(Collected data)
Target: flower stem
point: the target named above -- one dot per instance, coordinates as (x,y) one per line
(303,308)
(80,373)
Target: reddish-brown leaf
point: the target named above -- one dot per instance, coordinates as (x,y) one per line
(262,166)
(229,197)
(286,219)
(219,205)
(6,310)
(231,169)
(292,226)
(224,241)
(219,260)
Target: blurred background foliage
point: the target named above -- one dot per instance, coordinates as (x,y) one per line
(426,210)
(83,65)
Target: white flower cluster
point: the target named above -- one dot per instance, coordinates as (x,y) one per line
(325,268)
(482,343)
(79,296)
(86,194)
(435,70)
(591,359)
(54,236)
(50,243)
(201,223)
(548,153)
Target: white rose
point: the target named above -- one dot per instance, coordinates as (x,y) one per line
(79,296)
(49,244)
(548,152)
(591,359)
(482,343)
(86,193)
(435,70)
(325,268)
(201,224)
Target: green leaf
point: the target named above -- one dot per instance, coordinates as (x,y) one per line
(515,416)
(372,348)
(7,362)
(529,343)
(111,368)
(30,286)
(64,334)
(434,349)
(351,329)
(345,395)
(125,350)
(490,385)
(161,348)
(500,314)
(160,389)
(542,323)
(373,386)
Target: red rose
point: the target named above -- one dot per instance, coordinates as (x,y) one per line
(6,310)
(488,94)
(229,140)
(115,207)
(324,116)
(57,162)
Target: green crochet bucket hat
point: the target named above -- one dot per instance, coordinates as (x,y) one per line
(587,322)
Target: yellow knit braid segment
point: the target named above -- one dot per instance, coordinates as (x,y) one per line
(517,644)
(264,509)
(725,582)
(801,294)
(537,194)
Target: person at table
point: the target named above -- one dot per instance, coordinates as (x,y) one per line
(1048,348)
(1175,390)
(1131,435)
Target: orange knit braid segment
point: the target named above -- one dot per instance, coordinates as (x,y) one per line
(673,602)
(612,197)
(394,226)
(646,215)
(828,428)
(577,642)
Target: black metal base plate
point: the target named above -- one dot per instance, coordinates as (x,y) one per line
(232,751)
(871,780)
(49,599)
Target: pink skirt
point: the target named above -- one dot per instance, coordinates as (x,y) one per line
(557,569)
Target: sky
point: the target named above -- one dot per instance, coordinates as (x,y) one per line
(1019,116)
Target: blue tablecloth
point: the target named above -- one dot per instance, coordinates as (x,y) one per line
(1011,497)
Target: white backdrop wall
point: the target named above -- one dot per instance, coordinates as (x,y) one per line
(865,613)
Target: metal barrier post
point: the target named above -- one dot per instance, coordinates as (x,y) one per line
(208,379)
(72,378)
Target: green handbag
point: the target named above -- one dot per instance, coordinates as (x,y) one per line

[INSTRUCTIONS FOR THE TASK]
Each record must be transcribed word for word.

[SOLVED EXERCISE]
Target: flower stem
point: the target named above -- one dot per instance, coordinates as (x,y) one per line
(303,308)
(80,373)
Target: reddish-brown leaf
point: the target named above -- one dot per instance, coordinates as (x,y) one per line
(262,166)
(229,197)
(286,219)
(219,205)
(6,310)
(231,169)
(292,226)
(224,241)
(219,260)
Target: blurred background foliage
point: the target named above -- one dot per instance, coordinates as (x,y) one per line
(426,210)
(83,65)
Target: white flower cluster
point: the target named above -- one dot per instance, coordinates as (x,y) one per line
(325,268)
(482,343)
(79,296)
(86,194)
(435,70)
(591,359)
(54,236)
(50,243)
(201,223)
(548,153)
Target: white rose
point: the target named above -- one dot per instance, coordinates as (x,y) one per line
(79,296)
(49,244)
(548,152)
(591,359)
(482,343)
(86,193)
(435,70)
(325,268)
(201,224)
Target: green leaf
point: the target named above -- one dot per instance, coordinates as (x,y) one per line
(515,416)
(372,348)
(7,362)
(529,343)
(111,368)
(30,286)
(64,334)
(434,349)
(351,329)
(345,395)
(125,350)
(490,385)
(161,348)
(500,314)
(160,389)
(542,323)
(373,386)
Target: red rose
point: the target named above -- one dot per instance, coordinates as (x,y) one per line
(6,310)
(488,94)
(229,140)
(115,207)
(324,116)
(57,162)
Target: green crochet bucket hat
point: the target named above -- one dot per instance, coordinates as (x,y) one per line
(587,322)
Target: yellow knit braid segment
point: the target named above -- one dot per instance, coordinates as (x,y) one per line
(517,644)
(264,509)
(725,582)
(801,294)
(537,194)
Target: person at table
point: the target named above -- one dot per instance, coordinates as (x,y) one per line
(1048,348)
(1175,390)
(1131,435)
Target: orange knit braid segment
point: the target named above -- one dot per instance, coordinates as (x,y) one per line
(673,602)
(612,197)
(394,226)
(646,215)
(828,428)
(577,642)
Target: black metal base plate
point: the target named above -- one dot per instance, coordinates as (x,y) one per line
(232,751)
(871,780)
(49,599)
Target: pink skirt
point: the target named above -- one dot per instance, coordinates as (x,y) one per line
(557,569)
Target: sky
point: the target named above -- one dot per instance, coordinates as (x,y) one per line
(1019,116)
Target: blue tablecloth
point: the target named above -- one dot per instance, coordinates as (x,y) one per line
(1011,497)
Target: white backdrop wall
point: the target named above -- one dot per instance, coordinates as (x,y) one per line
(865,613)
Target: metal barrier post
point: the target named above -- one dot per instance, coordinates as (x,y) one per line
(208,379)
(72,378)
Target: green handbag
point: the target named above -- one dot per instance, coordinates as (x,y) one per line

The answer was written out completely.